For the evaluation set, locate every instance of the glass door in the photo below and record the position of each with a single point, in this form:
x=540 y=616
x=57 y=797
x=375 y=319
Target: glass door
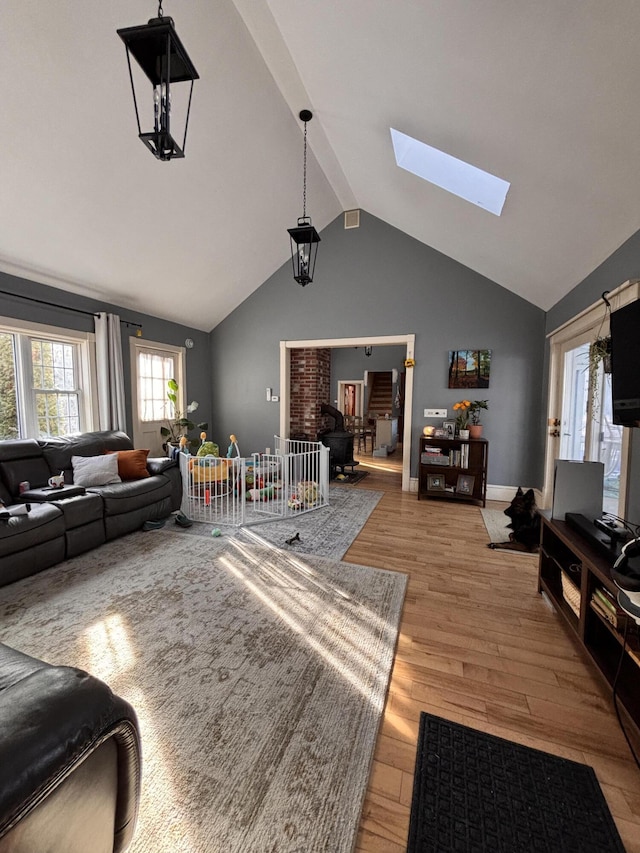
x=587 y=432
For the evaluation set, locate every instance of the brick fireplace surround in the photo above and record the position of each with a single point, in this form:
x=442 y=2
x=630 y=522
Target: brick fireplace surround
x=310 y=388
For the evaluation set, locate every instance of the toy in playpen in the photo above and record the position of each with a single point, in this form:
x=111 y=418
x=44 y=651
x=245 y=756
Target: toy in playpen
x=237 y=490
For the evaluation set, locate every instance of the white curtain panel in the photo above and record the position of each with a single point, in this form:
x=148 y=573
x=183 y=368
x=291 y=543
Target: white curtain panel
x=111 y=405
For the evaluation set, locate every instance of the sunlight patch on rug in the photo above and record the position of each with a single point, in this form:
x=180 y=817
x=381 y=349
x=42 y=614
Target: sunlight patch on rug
x=258 y=675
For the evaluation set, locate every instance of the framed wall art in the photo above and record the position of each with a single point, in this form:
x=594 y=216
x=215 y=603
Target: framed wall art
x=450 y=428
x=469 y=368
x=464 y=486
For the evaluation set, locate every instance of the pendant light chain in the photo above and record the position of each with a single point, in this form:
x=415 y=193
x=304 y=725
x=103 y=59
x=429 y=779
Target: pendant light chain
x=304 y=175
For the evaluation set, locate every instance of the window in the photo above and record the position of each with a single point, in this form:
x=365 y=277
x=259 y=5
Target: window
x=154 y=371
x=44 y=383
x=580 y=414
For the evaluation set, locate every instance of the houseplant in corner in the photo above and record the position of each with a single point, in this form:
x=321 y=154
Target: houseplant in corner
x=599 y=353
x=475 y=427
x=180 y=425
x=462 y=417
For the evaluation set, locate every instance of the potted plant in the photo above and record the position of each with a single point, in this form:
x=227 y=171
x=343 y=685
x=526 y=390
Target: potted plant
x=475 y=427
x=462 y=417
x=599 y=353
x=180 y=425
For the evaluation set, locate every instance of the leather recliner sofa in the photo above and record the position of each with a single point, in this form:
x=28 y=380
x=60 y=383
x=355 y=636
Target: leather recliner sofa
x=70 y=760
x=62 y=523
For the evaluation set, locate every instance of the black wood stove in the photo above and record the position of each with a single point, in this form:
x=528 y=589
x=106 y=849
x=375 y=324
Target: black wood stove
x=338 y=440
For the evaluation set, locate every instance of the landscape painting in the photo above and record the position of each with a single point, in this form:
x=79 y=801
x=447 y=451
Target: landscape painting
x=469 y=368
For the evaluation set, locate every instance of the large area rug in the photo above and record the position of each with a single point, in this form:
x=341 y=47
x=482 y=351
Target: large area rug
x=325 y=532
x=259 y=678
x=474 y=792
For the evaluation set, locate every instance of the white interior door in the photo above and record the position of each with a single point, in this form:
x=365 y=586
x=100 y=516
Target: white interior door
x=350 y=393
x=152 y=365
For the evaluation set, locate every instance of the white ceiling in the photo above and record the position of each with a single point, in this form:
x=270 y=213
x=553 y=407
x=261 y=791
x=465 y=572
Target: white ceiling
x=545 y=95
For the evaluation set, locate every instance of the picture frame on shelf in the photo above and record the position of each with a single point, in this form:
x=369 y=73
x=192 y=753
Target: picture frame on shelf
x=450 y=428
x=464 y=486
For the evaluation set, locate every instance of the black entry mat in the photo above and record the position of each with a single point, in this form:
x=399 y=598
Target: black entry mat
x=475 y=793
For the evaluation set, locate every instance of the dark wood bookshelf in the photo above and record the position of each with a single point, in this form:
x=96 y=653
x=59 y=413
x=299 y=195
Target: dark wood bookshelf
x=567 y=557
x=471 y=456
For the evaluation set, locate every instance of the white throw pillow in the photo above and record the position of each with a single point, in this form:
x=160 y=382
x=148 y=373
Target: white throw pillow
x=95 y=470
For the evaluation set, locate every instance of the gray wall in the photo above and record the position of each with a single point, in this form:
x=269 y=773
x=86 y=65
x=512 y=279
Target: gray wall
x=622 y=265
x=376 y=280
x=154 y=329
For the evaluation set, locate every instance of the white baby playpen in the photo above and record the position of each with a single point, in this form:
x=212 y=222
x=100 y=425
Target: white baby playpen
x=251 y=490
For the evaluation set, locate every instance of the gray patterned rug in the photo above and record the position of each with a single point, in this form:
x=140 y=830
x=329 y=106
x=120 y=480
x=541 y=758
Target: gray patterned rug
x=326 y=532
x=259 y=678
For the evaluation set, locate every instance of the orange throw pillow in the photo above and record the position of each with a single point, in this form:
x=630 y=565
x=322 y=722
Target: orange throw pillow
x=132 y=464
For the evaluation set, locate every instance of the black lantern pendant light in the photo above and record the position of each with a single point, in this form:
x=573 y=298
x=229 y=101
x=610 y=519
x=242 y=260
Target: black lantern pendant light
x=161 y=55
x=304 y=238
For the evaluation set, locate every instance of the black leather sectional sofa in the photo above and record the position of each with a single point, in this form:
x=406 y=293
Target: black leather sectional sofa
x=62 y=523
x=70 y=760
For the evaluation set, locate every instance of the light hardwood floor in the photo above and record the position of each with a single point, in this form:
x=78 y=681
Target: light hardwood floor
x=480 y=646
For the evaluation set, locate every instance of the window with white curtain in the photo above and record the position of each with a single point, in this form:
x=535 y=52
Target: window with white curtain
x=45 y=382
x=154 y=371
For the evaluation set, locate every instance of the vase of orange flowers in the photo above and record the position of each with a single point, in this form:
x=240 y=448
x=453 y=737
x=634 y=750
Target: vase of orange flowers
x=462 y=417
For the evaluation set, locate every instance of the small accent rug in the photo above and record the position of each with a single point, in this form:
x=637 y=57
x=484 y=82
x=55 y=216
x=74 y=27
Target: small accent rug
x=496 y=523
x=349 y=478
x=474 y=792
x=326 y=532
x=259 y=678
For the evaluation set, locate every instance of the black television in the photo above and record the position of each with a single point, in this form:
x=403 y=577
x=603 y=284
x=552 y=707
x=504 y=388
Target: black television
x=625 y=364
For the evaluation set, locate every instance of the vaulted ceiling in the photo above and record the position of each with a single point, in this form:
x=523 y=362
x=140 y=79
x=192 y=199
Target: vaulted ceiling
x=543 y=95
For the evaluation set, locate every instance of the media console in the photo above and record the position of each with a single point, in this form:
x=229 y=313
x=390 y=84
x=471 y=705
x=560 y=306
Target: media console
x=607 y=539
x=575 y=574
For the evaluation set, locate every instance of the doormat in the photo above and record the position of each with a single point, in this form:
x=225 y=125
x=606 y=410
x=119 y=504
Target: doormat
x=349 y=478
x=474 y=792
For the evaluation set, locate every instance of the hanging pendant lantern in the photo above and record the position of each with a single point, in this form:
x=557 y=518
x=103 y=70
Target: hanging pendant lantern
x=159 y=52
x=304 y=238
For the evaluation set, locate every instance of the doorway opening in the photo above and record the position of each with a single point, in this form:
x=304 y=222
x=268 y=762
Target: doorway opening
x=407 y=340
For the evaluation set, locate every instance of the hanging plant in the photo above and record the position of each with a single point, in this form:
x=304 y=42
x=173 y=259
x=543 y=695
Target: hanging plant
x=599 y=354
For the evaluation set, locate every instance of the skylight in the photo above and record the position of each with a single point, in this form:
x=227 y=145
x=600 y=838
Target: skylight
x=449 y=173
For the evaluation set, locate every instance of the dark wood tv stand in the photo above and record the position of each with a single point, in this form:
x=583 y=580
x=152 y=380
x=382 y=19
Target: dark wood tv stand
x=570 y=573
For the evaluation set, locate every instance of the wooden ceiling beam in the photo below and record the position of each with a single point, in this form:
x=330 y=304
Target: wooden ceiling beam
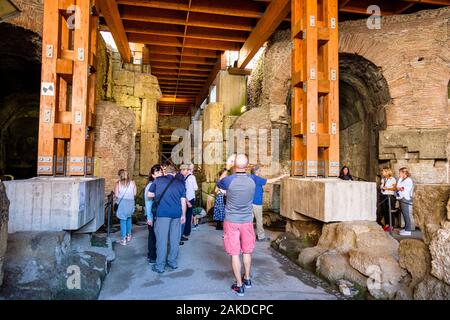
x=220 y=65
x=183 y=78
x=191 y=60
x=238 y=8
x=274 y=15
x=110 y=12
x=174 y=51
x=183 y=66
x=178 y=42
x=192 y=32
x=432 y=2
x=179 y=18
x=167 y=83
x=197 y=74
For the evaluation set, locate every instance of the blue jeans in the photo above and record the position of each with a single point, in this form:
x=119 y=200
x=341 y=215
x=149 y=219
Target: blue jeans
x=167 y=230
x=125 y=227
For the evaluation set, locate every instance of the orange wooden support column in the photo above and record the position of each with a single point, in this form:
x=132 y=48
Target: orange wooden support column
x=315 y=113
x=49 y=88
x=67 y=116
x=331 y=154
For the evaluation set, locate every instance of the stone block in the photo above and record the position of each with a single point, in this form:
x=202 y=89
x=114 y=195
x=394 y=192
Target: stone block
x=213 y=117
x=123 y=78
x=328 y=200
x=430 y=208
x=414 y=256
x=4 y=217
x=132 y=67
x=149 y=152
x=228 y=122
x=208 y=187
x=415 y=141
x=149 y=121
x=208 y=202
x=126 y=100
x=39 y=264
x=440 y=253
x=279 y=113
x=146 y=86
x=55 y=204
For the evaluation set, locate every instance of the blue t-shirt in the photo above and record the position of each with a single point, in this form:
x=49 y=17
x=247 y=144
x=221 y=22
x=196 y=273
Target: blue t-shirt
x=170 y=205
x=259 y=191
x=148 y=202
x=240 y=189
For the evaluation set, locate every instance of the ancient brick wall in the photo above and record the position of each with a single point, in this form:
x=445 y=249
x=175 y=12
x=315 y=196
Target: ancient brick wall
x=414 y=55
x=411 y=124
x=31 y=16
x=115 y=142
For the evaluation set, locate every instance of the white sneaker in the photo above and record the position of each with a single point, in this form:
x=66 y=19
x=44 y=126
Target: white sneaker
x=405 y=233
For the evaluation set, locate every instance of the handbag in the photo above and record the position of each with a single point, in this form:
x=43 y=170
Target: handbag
x=116 y=205
x=156 y=203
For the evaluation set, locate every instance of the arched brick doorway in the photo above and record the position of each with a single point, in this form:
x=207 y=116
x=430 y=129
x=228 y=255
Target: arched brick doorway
x=20 y=56
x=363 y=94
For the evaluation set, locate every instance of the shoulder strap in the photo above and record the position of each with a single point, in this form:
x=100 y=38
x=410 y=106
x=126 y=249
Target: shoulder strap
x=167 y=187
x=124 y=192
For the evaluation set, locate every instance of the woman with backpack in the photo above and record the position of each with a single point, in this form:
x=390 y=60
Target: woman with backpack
x=388 y=188
x=219 y=203
x=405 y=187
x=125 y=191
x=155 y=172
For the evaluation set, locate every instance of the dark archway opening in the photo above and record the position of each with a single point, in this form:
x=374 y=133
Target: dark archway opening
x=363 y=94
x=20 y=69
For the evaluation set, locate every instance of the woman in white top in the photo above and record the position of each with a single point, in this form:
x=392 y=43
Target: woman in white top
x=388 y=188
x=405 y=187
x=125 y=191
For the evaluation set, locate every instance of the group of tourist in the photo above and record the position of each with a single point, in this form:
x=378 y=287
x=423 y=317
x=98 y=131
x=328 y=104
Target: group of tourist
x=394 y=192
x=257 y=204
x=169 y=199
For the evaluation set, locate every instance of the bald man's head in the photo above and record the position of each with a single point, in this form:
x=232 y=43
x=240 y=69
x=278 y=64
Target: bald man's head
x=241 y=162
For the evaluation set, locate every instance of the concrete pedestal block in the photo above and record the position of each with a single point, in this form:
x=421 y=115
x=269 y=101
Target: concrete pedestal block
x=328 y=200
x=56 y=204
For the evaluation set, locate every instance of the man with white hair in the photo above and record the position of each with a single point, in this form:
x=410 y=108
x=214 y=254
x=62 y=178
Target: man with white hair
x=239 y=235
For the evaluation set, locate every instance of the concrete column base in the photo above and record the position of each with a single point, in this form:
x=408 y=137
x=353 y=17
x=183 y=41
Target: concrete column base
x=328 y=200
x=56 y=204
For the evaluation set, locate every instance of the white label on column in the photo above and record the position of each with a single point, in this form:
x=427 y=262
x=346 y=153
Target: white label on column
x=312 y=74
x=80 y=54
x=333 y=128
x=333 y=23
x=48 y=89
x=333 y=75
x=312 y=127
x=47 y=115
x=78 y=117
x=49 y=51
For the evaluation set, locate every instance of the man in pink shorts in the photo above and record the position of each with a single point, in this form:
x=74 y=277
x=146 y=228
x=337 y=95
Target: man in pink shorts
x=239 y=235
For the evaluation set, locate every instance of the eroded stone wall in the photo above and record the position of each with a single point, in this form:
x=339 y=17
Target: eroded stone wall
x=394 y=93
x=115 y=142
x=413 y=53
x=4 y=209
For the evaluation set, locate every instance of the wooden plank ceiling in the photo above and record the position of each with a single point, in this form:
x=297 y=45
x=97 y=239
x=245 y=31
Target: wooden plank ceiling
x=186 y=38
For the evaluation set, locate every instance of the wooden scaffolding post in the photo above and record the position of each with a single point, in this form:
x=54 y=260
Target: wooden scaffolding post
x=49 y=88
x=315 y=110
x=68 y=86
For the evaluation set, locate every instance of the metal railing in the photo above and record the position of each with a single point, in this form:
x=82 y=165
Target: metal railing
x=109 y=208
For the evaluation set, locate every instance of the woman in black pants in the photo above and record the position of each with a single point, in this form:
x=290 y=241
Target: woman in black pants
x=388 y=188
x=155 y=172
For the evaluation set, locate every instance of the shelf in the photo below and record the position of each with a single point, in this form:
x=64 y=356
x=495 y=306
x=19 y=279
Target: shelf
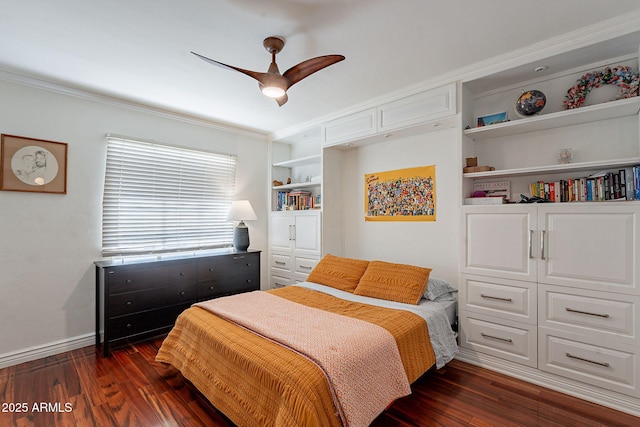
x=571 y=167
x=605 y=111
x=302 y=161
x=297 y=185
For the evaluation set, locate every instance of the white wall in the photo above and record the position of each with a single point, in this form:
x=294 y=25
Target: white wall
x=428 y=244
x=48 y=242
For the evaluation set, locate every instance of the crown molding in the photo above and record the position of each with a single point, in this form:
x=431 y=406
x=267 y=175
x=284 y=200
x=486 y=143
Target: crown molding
x=38 y=83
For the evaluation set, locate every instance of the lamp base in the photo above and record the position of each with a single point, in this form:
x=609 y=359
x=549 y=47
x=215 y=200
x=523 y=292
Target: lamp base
x=241 y=237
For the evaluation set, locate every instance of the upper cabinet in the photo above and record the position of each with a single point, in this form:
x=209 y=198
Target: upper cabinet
x=296 y=172
x=556 y=143
x=420 y=112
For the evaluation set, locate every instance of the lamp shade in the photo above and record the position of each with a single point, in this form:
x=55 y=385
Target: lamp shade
x=241 y=210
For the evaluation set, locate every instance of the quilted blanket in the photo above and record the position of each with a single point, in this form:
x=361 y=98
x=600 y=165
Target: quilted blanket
x=360 y=359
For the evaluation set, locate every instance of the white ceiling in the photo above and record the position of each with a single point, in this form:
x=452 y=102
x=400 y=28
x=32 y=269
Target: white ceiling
x=139 y=50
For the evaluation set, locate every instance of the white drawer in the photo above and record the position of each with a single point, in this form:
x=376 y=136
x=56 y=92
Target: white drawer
x=505 y=298
x=612 y=368
x=508 y=340
x=305 y=265
x=587 y=312
x=282 y=262
x=280 y=281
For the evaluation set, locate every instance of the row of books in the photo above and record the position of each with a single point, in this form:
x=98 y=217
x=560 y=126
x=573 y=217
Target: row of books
x=602 y=186
x=296 y=200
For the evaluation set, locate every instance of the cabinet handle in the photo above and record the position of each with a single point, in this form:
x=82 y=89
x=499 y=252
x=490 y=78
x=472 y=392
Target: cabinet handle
x=497 y=298
x=571 y=356
x=606 y=316
x=496 y=338
x=530 y=244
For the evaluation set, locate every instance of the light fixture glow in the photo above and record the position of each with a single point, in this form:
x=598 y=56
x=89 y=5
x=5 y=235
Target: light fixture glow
x=273 y=91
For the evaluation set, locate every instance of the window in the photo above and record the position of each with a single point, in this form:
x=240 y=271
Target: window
x=161 y=198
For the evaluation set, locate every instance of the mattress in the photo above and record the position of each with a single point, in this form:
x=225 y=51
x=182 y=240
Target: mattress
x=256 y=382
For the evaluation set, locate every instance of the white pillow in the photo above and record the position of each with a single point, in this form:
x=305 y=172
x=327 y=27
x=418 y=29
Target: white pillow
x=439 y=290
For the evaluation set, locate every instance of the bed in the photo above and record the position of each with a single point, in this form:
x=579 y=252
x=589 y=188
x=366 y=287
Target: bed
x=286 y=357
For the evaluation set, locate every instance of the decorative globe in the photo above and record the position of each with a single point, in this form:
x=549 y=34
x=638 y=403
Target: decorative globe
x=530 y=102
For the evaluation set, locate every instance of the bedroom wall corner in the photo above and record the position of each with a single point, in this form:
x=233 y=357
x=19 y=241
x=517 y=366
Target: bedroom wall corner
x=50 y=241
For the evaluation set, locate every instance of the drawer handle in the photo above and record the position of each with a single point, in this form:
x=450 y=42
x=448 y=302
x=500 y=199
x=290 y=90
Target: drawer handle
x=496 y=338
x=498 y=298
x=605 y=364
x=606 y=316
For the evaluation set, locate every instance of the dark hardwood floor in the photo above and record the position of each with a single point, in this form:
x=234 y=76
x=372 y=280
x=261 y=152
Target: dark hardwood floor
x=81 y=388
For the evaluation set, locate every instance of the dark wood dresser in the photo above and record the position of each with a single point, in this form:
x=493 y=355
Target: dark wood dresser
x=139 y=299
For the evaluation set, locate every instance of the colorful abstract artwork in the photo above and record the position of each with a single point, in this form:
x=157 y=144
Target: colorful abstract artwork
x=401 y=195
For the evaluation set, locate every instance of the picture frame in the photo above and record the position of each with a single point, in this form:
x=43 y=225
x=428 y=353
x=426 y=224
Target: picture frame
x=32 y=165
x=491 y=119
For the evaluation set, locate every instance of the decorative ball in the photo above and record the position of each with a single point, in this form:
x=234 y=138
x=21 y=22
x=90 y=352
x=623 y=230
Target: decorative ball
x=530 y=102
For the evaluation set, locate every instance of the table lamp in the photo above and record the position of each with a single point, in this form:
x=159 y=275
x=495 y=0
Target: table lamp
x=242 y=211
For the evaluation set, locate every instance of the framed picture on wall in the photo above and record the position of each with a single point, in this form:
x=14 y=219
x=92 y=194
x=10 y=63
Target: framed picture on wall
x=33 y=165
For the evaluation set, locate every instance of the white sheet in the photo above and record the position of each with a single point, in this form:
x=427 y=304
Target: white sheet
x=443 y=339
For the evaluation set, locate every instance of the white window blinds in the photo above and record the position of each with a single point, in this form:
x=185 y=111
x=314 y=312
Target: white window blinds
x=160 y=198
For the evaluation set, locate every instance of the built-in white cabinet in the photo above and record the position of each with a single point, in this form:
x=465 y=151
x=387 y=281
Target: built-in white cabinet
x=295 y=243
x=418 y=112
x=555 y=286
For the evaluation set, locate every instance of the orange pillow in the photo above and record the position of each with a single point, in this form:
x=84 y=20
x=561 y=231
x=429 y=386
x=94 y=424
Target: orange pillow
x=338 y=272
x=394 y=282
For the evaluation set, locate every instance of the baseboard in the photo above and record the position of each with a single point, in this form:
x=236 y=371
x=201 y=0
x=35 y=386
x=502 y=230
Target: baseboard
x=45 y=350
x=568 y=386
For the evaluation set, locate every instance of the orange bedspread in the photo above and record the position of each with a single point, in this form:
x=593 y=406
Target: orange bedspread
x=257 y=382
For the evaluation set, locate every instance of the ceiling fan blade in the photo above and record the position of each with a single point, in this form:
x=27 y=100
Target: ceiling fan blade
x=254 y=74
x=310 y=66
x=282 y=100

## [THE PROBLEM]
Locate "For the evaluation set, locate every instance of the built-in" in the material, then quote the line that contains it and all lines after it through the final one.

## [RESULT]
For the evaluation set, locate every instance of the built-in white cabinet in the photo above and record the position of each with a single point, in this form:
x=465 y=151
x=387 y=281
Target: built-in white cabinet
x=295 y=243
x=418 y=112
x=555 y=286
For the evaluation set, locate every instance of the orange pillow in the photo above and record the position of each with a single point, in this form:
x=84 y=20
x=561 y=231
x=429 y=386
x=94 y=424
Target: orange pillow
x=338 y=272
x=394 y=282
For the evaluation set, locate every instance of the baseboard in the photo above and record the position of each with a single point, in this form:
x=236 y=371
x=201 y=0
x=35 y=386
x=502 y=230
Target: baseboard
x=45 y=350
x=568 y=386
For the evaluation set, locate every instance of the orange bedspread in the photo above and record the position of each with a single point, in this form:
x=593 y=406
Target: orange bedspread
x=257 y=382
For the evaluation set, locate every instance of the ceiling fan blade in the photo above and record the position of each with a single point, in this form:
x=27 y=100
Target: ceiling fan blade
x=254 y=74
x=310 y=66
x=282 y=100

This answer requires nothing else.